■ **Tasks to complete**
• a. Translate the sentence "Let the radius of the circle be r." from the worked solution on circle segments into Spanish.
• b. Answer these questions from the worked solution on circle segments:
(i) What length is given for chord AB?
(ii) Which theorem is applied in triangle AOB to find r?
(iii) What area does the solution give for the isosceles triangle AOB?

■ **Extract**
Question

Question 19
Find the difference of the areas of two segments of a circle formed by a chord of length 5 cm subtending an angle of ${90}^{\circ }$ at the centre.

Answer 1

Let the radius of the circle be r.

$\therefore$ OA=OB = r cm

Given that, length of chord of a circle, AB = 5cm

And central angle of the sector $AOBA\left(\theta \right)={90}^{\circ }$

Now, in $\Delta AOB(AB{)}^2=(OA{)}^2+(OB{)}^2$ [ by Pythagoras theorem]

$(5{)}^2=r^2+r^2$

$\Rightarrow 2r^2=25$

$\therefore r=\frac{5}{\sqrt{2}}cm$

[Since, the perpendicular drawn from the centre to the chord of a circle divides the chord into two equal parts]

By Pythagoras theorem, in $\Delta ADO$

$(OA{)}^2=O{D}^2+A{D}^2$

$\Rightarrow O{D}^2=O{A}^2-A{D}^2$

$={\left(\frac{5}{\sqrt{2}}\right)}^2-{\left(\frac{5}{2}\right)}^2=\frac{25}{2}-\frac{25}{4}$

$=\frac{50-25}{4}=\frac{25}{4}$

$\Rightarrow OD=\frac{5}{2}cm$

$\therefore \text{Area of an isosceles}\Delta AOB$

$=\frac{1}{2}\times Base(=AB)\times Height(=OD)$

$=\frac{1}{2}\times 5\times \frac{5}{2}=\frac{25}{4}c{m}^2$

Now, area of sector AOBA $=\frac{\pi r^2}{{360}^{\circ }}\times \theta =\frac{\pi \times {\left(\frac{5}{\sqrt{2}}\right)}^2}{{360}^{\circ }}\times {90}^{\circ }$

$=\frac{\pi \times 25}{2\times 4}=\frac{25\pi }{8}c{m}^2$

$\therefore$ Area of minor segment = Area of sector AOBA - Area of an isosceles $\Delta AOB$

$=(\frac{25\pi }{8}-\frac{25}{4})c{m}^2$

Now, area of the circle $=\pi r^2=\pi \left(\frac{5}{\sqrt{2}}\right)=\frac{25\pi }{2}c{m}^2$

$\therefore$ Area of major segment = Area of circle - Area of minor segment

$=\frac{25\pi }{2}-(\frac{25\pi }{8}-\frac{25}{4})$

$=\frac{25\pi }{8}(4-1)+\frac{25}{4}$

$=(\frac{75\pi }{8}+\frac{25}{4})c{m}^2$

$\therefore$ Difference of the areas of two segments of a circle = [Area of minor segment]

$=|(\frac{75\pi }{8}+\frac{25}{4})-(\frac{25\pi }{4}-\frac{25}{4})|$

$=|(\frac{75\pi }{8}+\frac{25}{4})-(\frac{25\pi }{8}-\frac{25}{4})|$

$=|\frac{75\pi -25\pi }{8}+\frac{50}{4}|=|\frac{50\pi }{8}+\frac{50}{4}|$

$=(\frac{25\pi }{4}+\frac{25}{2})c{m}^2$

Hence, the required difference of the areas of two segments is $(\frac{25\pi }{4}+\frac{25}{2})c{m}^2$

■ **Listed records**

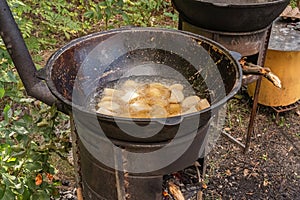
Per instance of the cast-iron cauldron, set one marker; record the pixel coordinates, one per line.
(77, 70)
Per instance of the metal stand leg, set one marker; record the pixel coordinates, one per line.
(252, 116)
(261, 61)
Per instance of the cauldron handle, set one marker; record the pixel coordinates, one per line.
(22, 60)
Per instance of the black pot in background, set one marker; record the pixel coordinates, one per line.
(232, 15)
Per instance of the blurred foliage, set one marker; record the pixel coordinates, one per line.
(30, 131)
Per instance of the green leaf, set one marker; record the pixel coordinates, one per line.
(40, 195)
(7, 112)
(33, 166)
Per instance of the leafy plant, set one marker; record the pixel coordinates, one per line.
(116, 13)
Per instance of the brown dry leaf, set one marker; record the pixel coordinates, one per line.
(228, 172)
(175, 191)
(38, 179)
(246, 172)
(227, 129)
(266, 182)
(254, 174)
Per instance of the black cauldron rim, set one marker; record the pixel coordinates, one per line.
(175, 119)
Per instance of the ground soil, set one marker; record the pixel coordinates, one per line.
(270, 170)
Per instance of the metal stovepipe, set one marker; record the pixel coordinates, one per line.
(22, 60)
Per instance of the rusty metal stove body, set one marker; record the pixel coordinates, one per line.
(253, 45)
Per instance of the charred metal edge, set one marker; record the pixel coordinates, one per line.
(22, 60)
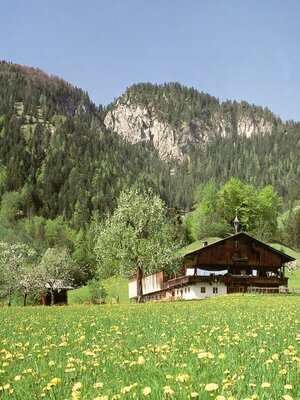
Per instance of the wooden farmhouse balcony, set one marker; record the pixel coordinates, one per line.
(244, 280)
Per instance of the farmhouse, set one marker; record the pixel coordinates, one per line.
(237, 264)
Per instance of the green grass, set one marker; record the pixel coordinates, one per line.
(240, 347)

■ **Per-task answers**
• a. Sea r el radio del círculo.

• b.
(i) 5 cm
(ii) The Pythagoras theorem
(iii) 25/4 cm²